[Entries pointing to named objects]
··········

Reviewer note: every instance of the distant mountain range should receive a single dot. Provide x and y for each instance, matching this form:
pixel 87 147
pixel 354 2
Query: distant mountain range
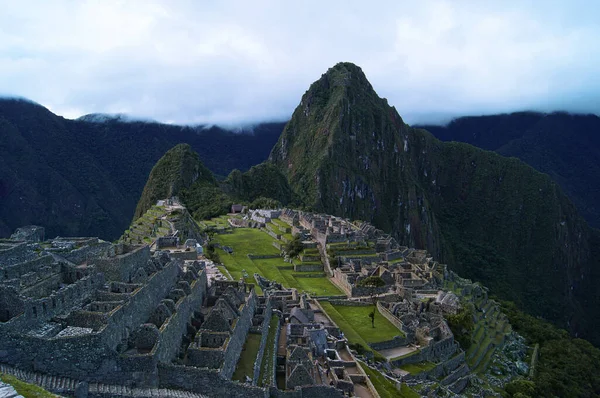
pixel 494 219
pixel 345 151
pixel 562 145
pixel 84 177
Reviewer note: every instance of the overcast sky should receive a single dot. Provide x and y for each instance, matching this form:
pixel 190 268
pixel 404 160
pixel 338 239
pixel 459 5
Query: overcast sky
pixel 233 62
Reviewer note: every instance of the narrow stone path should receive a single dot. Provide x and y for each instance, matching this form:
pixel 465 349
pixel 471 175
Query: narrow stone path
pixel 8 391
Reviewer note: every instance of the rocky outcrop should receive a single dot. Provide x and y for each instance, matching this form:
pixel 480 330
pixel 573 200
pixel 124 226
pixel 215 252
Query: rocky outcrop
pixel 496 220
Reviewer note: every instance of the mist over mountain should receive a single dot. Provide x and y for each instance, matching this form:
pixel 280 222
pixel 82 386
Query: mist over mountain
pixel 78 177
pixel 494 219
pixel 564 146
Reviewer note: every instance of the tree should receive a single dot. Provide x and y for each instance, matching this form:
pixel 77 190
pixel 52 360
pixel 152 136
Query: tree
pixel 372 282
pixel 294 247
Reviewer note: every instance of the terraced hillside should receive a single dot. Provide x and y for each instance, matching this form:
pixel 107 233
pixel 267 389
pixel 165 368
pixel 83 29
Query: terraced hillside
pixel 491 330
pixel 148 227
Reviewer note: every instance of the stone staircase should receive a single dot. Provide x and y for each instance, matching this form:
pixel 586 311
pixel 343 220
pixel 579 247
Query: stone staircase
pixel 67 386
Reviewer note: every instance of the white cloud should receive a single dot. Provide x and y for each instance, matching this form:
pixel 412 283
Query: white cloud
pixel 238 61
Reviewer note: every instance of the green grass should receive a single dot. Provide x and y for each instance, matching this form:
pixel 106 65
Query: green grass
pixel 385 387
pixel 253 241
pixel 415 368
pixel 245 366
pixel 355 321
pixel 25 389
pixel 267 363
pixel 280 223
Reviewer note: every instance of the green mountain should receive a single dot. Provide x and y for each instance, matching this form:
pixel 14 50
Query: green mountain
pixel 494 219
pixel 180 172
pixel 84 177
pixel 562 145
pixel 178 169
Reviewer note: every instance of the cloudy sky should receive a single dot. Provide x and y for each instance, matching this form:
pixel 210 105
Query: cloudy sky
pixel 235 62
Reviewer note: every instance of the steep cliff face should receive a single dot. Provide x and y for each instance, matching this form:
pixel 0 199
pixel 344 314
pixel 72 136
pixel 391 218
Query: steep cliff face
pixel 347 152
pixel 562 145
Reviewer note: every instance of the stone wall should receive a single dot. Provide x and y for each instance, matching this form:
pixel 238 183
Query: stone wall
pixel 63 300
pixel 185 255
pixel 308 267
pixel 12 252
pixel 397 341
pixel 435 351
pixel 390 317
pixel 238 337
pixel 264 256
pixel 360 291
pixel 175 327
pixel 208 382
pixel 16 270
pixel 87 252
pixel 351 303
pixel 140 305
pixel 122 267
pixel 263 341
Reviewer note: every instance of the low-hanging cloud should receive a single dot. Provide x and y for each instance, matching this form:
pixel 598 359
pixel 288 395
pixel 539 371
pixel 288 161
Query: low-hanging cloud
pixel 234 62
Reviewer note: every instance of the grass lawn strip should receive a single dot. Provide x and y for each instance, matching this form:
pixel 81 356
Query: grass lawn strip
pixel 415 368
pixel 385 387
pixel 344 326
pixel 25 389
pixel 358 317
pixel 253 241
pixel 245 366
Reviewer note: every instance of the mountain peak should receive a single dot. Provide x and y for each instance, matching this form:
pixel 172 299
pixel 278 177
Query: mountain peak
pixel 178 169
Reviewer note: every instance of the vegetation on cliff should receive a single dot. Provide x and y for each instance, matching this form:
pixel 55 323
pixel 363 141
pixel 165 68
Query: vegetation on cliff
pixel 493 219
pixel 562 145
pixel 567 366
pixel 84 178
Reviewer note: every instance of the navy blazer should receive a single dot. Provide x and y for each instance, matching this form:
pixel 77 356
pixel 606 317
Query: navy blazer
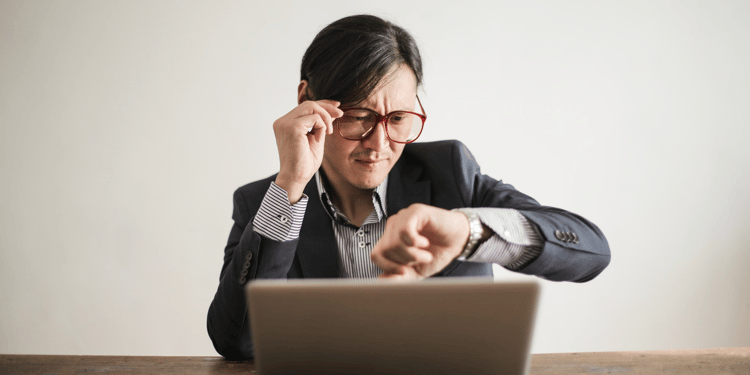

··········

→ THE PROBLEM: Write out the lines above exactly, from the line with "Reviewer note: every instance of the overcast" up to and including the line with "pixel 280 223".

→ RESULT OF THIS TASK:
Reviewer note: every instance of the overcast sky should receive a single dot. Provide x and y for each instance, matching this form:
pixel 190 268
pixel 404 160
pixel 338 239
pixel 459 5
Query: overcast sky
pixel 233 62
Reviewer note: every instance of the narrow stone path should receive a single dot. Provide x and y for each instance, matching this form:
pixel 465 349
pixel 471 175
Query: narrow stone path
pixel 8 391
Reviewer note: every instance of the rocky outcrop should receive a single dot. Provide x and y for each instance, matching this form:
pixel 480 330
pixel 573 200
pixel 124 226
pixel 215 252
Query: rocky outcrop
pixel 496 220
Reviewer note: every instance of the mist over mountain should receive a single dot. Provide x and y for each instance, matching this form:
pixel 280 222
pixel 82 386
Query: mist over mountain
pixel 78 177
pixel 494 219
pixel 564 146
Reviewer note: every instance of the tree should receive a single dot. Provide x and y for each instance, matching this form:
pixel 77 190
pixel 52 360
pixel 152 136
Query: tree
pixel 372 282
pixel 294 247
Reviewer note: every instance of the terraced hillside should receive a single dot. Provide x and y for each instance, matching this form:
pixel 107 233
pixel 267 389
pixel 165 368
pixel 83 29
Query: terraced hillside
pixel 491 330
pixel 148 227
Reviewer note: every instance of the stone staircase should receive a single dot. Provide x and y for each instance, matching this form:
pixel 586 311
pixel 343 220
pixel 579 247
Query: stone staircase
pixel 67 386
Reviewer note: every instance of the white cloud should receive a single dot. Provide x and y for each instance, matching this form:
pixel 412 283
Query: white cloud
pixel 238 61
Reviewer note: every instance of the green grass should receive a single dot. Provide x and y for each instance, matching this form:
pixel 106 65
Query: green grass
pixel 385 387
pixel 253 241
pixel 415 368
pixel 245 366
pixel 355 321
pixel 25 389
pixel 267 363
pixel 280 223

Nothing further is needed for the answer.